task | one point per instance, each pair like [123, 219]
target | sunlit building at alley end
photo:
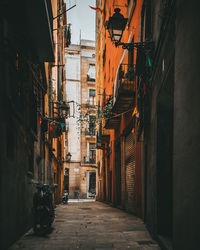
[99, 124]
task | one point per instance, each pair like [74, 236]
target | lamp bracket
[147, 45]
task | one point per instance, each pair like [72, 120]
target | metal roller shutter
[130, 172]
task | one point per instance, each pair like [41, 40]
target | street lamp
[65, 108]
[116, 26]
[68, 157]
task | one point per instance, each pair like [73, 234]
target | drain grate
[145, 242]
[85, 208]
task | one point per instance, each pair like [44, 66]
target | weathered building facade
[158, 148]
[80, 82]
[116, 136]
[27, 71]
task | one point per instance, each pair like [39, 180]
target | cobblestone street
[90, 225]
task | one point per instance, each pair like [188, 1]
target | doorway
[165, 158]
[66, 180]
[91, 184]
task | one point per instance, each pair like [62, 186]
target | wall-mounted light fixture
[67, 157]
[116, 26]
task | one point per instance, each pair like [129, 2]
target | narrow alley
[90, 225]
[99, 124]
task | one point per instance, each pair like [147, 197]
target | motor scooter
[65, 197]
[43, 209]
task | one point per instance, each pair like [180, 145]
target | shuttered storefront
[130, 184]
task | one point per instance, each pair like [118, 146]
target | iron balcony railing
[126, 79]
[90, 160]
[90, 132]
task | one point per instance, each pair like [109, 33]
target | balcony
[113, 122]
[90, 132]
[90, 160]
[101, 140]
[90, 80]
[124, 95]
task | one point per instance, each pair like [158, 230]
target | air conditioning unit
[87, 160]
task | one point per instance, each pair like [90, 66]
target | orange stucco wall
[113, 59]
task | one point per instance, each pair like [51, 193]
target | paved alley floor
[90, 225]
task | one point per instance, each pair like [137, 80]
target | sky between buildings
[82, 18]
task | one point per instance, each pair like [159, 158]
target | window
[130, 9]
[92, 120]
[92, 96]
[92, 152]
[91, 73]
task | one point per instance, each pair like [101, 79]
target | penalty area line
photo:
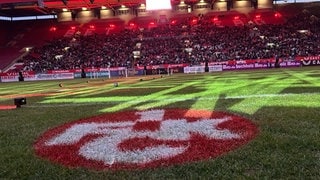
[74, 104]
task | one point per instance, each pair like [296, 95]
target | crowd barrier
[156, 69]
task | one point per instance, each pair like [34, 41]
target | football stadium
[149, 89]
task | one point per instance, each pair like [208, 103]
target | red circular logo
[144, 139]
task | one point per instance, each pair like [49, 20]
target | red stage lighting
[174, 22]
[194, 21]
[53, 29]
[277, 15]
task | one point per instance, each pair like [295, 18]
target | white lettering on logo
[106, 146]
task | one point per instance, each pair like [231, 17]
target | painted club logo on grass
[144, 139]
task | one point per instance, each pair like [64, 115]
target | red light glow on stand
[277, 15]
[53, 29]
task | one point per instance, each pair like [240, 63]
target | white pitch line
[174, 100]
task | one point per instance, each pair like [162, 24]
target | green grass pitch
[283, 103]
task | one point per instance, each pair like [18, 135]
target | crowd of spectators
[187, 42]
◇ ◇ ◇ ◇ ◇
Working from the material above, transcribe it exactly while omitting pictures.

- _Exercise solution_:
task | one point per instance, each pair like [123, 219]
target | sunlit building at alley end
photo:
[99, 124]
task | one point per instance, each pair like [74, 236]
target | lamp bracket
[147, 45]
task | one point per instance, each pair like [72, 120]
target | metal roller shutter
[130, 172]
task | one point per instance, each pair like [41, 40]
target | street lamp
[65, 108]
[116, 26]
[68, 157]
task | one point per instance, each pair like [73, 234]
target | drain grate
[145, 242]
[85, 208]
task | one point per instance, each pair like [44, 66]
target | weathered building facade
[158, 148]
[80, 82]
[116, 136]
[27, 71]
task | one point per instance, each pair like [39, 180]
target | cobblestone street
[90, 225]
task | one point per instance, each pair like [188, 1]
target | doorway
[165, 158]
[66, 180]
[91, 184]
task | one point per instance, each pair like [62, 186]
target | wall-mounted light fixture
[67, 157]
[116, 26]
task | one point per instance, each pair like [129, 2]
target | narrow alley
[90, 225]
[99, 124]
task | one point per instance, each pair like [147, 197]
target | motor scooter
[65, 197]
[43, 209]
task | one point per instance, each pair like [180, 145]
target | shuttered storefront
[130, 184]
task | one point per instance, each pair like [118, 146]
target | iron balcony railing
[126, 79]
[90, 160]
[90, 132]
task | one point per instance, each pair like [109, 33]
target | balcony
[113, 122]
[90, 132]
[90, 160]
[101, 140]
[90, 80]
[124, 95]
task | one point per instance, each pair like [158, 230]
target | air conditioning unit
[87, 160]
task | one point per instance, each pair like [90, 66]
target | orange stucco wall
[113, 59]
task | one point per instance, each pair like [51, 193]
target | paved alley floor
[90, 225]
task | one point per instance, each pair like [137, 80]
target | sky between buildings
[82, 18]
task | one point per instance, each pair like [159, 158]
target | window
[130, 9]
[92, 120]
[92, 96]
[92, 152]
[91, 73]
task | one point per instance, each pair like [101, 79]
target | penalty area line
photo:
[74, 104]
task | one point per instance, each pair like [296, 95]
target | crowd barrier
[156, 69]
task | one point per instance, each pair like [34, 41]
target | football stadium
[149, 89]
task | one point per instance, each pair like [208, 103]
target | red circular logo
[144, 139]
task | one point per instance, each pair like [49, 20]
target | red stage lighting
[174, 22]
[194, 21]
[53, 29]
[277, 15]
task | one point per instance, each pair like [295, 18]
target | white lettering on logo
[106, 146]
task | one point per instance, each pair like [231, 17]
target | painted club logo on grass
[144, 139]
task | one point per instance, each pair like [64, 115]
target | red light glow on stand
[277, 15]
[53, 29]
task | one point per instance, each pair like [240, 63]
target | white pitch line
[174, 100]
task | one point per instance, each pair like [162, 24]
target | green grass pitch
[283, 103]
task | one point per instance, each pair like [18, 135]
target | crowd of spectators
[187, 42]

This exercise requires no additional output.